§ Information shown
---
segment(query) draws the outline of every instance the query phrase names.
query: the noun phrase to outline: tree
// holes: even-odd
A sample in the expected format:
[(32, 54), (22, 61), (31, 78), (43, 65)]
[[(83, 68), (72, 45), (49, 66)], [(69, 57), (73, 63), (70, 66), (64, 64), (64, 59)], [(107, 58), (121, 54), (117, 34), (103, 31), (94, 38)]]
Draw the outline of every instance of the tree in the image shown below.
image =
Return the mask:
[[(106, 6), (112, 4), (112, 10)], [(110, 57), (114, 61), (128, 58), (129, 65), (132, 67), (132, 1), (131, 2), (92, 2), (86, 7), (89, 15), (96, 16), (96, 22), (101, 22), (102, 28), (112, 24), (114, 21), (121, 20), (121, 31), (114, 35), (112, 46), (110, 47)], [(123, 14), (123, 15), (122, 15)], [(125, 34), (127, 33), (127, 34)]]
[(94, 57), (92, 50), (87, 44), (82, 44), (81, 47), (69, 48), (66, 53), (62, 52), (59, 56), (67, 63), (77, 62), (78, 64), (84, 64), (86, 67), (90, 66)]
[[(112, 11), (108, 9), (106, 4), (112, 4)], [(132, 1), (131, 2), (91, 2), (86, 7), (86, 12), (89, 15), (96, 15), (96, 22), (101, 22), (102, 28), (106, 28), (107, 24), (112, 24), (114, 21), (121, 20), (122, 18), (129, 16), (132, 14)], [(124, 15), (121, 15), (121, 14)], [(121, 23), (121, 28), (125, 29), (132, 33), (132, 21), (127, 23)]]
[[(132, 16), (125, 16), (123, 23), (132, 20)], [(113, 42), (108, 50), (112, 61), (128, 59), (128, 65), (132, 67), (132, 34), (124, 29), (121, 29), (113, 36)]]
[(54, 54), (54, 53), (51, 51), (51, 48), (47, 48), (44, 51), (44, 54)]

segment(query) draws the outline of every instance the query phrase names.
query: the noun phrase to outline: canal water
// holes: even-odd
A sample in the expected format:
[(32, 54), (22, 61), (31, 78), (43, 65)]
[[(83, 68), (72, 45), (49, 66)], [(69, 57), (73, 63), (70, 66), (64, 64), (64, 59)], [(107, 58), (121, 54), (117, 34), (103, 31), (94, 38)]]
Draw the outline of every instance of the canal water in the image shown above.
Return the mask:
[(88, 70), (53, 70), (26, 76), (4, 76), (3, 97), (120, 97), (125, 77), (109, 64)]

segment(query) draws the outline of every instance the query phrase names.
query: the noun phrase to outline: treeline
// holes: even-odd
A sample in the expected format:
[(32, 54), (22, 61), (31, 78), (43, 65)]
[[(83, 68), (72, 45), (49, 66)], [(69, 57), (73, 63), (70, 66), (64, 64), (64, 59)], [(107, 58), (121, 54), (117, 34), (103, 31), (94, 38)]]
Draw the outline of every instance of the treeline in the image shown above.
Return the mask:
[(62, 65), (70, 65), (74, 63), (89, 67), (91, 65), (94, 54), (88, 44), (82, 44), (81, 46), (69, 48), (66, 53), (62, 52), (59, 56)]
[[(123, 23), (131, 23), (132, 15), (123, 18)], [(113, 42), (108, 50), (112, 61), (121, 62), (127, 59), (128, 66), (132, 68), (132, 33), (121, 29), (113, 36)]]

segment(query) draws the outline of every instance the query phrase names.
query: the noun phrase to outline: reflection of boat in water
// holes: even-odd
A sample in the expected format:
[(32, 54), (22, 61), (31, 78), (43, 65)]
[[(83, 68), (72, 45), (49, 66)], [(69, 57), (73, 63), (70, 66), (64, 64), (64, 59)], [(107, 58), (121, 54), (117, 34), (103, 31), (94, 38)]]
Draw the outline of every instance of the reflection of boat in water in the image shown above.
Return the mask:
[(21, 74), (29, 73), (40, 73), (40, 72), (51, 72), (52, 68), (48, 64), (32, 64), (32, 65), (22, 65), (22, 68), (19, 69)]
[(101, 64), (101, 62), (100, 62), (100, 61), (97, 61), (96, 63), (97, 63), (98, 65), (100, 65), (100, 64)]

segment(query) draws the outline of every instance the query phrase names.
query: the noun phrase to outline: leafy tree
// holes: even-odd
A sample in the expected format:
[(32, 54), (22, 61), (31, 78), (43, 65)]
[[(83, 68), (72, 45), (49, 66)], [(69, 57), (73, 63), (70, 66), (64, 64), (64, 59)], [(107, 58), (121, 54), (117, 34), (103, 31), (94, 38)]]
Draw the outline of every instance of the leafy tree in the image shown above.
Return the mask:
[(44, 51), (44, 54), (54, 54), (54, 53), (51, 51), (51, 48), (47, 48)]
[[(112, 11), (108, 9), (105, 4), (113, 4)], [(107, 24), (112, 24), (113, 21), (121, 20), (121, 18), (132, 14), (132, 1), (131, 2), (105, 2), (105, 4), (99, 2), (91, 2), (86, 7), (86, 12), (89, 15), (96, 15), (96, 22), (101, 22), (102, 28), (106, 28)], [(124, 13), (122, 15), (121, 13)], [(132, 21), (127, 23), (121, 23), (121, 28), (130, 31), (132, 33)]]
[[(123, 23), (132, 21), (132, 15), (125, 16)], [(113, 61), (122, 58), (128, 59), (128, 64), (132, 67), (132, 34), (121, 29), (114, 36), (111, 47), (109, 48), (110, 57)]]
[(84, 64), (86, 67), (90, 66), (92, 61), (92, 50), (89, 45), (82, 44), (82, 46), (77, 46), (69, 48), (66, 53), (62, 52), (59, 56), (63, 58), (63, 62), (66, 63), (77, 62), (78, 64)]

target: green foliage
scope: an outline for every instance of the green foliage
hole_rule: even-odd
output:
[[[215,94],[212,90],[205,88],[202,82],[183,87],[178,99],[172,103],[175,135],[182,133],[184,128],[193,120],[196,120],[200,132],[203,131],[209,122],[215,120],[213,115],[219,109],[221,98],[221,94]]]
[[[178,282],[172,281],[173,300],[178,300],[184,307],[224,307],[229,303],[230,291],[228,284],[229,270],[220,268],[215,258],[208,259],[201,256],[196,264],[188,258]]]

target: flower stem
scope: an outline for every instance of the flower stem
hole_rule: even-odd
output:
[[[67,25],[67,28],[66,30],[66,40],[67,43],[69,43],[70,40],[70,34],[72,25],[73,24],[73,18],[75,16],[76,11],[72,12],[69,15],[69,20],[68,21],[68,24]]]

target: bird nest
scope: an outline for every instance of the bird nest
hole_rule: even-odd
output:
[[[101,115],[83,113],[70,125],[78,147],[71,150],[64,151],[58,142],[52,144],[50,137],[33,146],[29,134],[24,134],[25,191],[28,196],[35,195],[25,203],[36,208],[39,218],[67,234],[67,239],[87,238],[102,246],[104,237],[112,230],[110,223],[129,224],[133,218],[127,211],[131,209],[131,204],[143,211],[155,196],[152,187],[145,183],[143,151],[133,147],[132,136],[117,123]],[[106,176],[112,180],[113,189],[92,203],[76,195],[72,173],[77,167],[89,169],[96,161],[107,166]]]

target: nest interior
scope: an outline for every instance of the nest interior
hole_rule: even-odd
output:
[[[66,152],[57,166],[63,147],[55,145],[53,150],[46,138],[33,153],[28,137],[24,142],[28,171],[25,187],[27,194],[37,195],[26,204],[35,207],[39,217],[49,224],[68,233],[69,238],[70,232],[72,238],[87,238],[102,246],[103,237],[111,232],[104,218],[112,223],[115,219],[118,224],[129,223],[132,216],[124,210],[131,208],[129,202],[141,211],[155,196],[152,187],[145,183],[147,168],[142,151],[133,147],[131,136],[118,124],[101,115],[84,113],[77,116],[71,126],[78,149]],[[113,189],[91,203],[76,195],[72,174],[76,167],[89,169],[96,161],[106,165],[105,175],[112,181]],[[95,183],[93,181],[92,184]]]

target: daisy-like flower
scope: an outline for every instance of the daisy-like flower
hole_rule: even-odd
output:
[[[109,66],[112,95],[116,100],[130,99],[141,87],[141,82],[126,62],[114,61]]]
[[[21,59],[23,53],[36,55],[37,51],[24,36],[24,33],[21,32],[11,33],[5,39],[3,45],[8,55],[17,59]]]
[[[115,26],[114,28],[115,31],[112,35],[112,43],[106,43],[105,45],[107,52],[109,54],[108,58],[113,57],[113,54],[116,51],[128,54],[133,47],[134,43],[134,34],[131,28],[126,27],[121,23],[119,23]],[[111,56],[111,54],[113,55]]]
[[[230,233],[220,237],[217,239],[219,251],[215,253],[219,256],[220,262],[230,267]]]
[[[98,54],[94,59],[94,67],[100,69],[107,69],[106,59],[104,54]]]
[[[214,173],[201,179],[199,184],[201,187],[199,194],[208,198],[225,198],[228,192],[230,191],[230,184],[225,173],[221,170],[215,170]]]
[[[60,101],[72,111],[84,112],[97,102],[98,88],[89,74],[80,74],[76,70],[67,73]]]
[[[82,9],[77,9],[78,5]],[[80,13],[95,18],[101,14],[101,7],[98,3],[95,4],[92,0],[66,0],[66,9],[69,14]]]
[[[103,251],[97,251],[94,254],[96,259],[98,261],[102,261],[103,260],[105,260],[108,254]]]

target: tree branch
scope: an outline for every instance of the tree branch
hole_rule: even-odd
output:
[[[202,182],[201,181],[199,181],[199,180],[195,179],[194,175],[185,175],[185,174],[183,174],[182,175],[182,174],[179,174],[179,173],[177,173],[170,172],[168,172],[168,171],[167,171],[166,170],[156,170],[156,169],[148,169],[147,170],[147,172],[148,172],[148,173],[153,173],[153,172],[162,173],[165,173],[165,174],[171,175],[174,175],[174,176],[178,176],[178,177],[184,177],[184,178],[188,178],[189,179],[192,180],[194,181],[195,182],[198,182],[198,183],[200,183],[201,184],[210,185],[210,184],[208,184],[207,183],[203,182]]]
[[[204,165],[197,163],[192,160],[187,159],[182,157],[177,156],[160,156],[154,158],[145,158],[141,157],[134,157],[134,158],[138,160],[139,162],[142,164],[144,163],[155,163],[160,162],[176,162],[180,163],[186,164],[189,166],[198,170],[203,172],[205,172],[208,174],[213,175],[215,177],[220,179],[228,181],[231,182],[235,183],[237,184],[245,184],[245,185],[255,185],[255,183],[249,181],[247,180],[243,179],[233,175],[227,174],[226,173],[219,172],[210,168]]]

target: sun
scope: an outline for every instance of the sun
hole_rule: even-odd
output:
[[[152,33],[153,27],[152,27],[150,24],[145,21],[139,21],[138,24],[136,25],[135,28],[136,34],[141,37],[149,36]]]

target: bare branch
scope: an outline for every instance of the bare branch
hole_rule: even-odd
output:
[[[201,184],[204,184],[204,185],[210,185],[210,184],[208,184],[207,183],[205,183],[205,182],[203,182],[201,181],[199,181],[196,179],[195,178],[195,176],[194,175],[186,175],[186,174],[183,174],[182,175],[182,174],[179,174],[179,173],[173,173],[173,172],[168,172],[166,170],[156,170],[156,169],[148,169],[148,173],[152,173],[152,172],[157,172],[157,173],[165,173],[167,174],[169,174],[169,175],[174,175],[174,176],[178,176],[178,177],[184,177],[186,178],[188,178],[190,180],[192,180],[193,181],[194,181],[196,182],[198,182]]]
---
§ What you have to do
Give back exactly the lines from the line holding "target: tree branch" through the last line of the listing, including both.

§ Result for this exercise
target: tree branch
scope: an outline for every instance of the tree branch
hole_rule: even-odd
output:
[[[202,182],[201,181],[199,181],[199,180],[195,179],[194,175],[185,175],[185,174],[183,174],[182,175],[182,174],[179,174],[179,173],[177,173],[170,172],[168,172],[168,171],[167,171],[166,170],[156,170],[156,169],[148,169],[147,170],[147,172],[148,172],[148,173],[153,173],[153,172],[162,173],[165,173],[165,174],[171,175],[174,175],[174,176],[178,176],[178,177],[184,177],[184,178],[188,178],[189,179],[192,180],[194,181],[195,182],[198,182],[198,183],[200,183],[201,184],[210,185],[210,184],[208,184],[207,183],[203,182]]]
[[[204,165],[197,163],[192,160],[187,159],[182,157],[177,156],[160,156],[154,158],[145,158],[141,157],[134,157],[134,158],[138,160],[139,162],[142,164],[144,163],[155,163],[160,162],[176,162],[180,163],[186,164],[189,166],[198,170],[203,172],[205,172],[208,174],[213,175],[215,177],[220,179],[228,181],[231,182],[235,183],[237,184],[245,184],[245,185],[255,185],[255,183],[249,181],[247,180],[243,179],[233,175],[227,174],[226,173],[219,172],[210,168]]]

target: sun
scope: an outline for every instance of the sun
hole_rule: even-odd
output:
[[[152,33],[153,27],[152,27],[150,24],[145,21],[139,21],[138,24],[136,25],[135,28],[136,34],[141,37],[149,36]]]

target: bare branch
scope: an outline for every instance of the bare branch
hole_rule: even-odd
output:
[[[201,184],[204,184],[204,185],[210,185],[210,184],[208,184],[207,183],[205,183],[205,182],[203,182],[201,181],[199,181],[196,179],[195,178],[195,176],[194,175],[186,175],[186,174],[183,174],[182,175],[182,174],[179,174],[179,173],[173,173],[173,172],[168,172],[166,170],[156,170],[156,169],[148,169],[148,173],[152,173],[152,172],[157,172],[157,173],[165,173],[167,174],[169,174],[169,175],[174,175],[174,176],[178,176],[178,177],[184,177],[186,178],[188,178],[190,180],[192,180],[193,181],[194,181],[196,182],[198,182]]]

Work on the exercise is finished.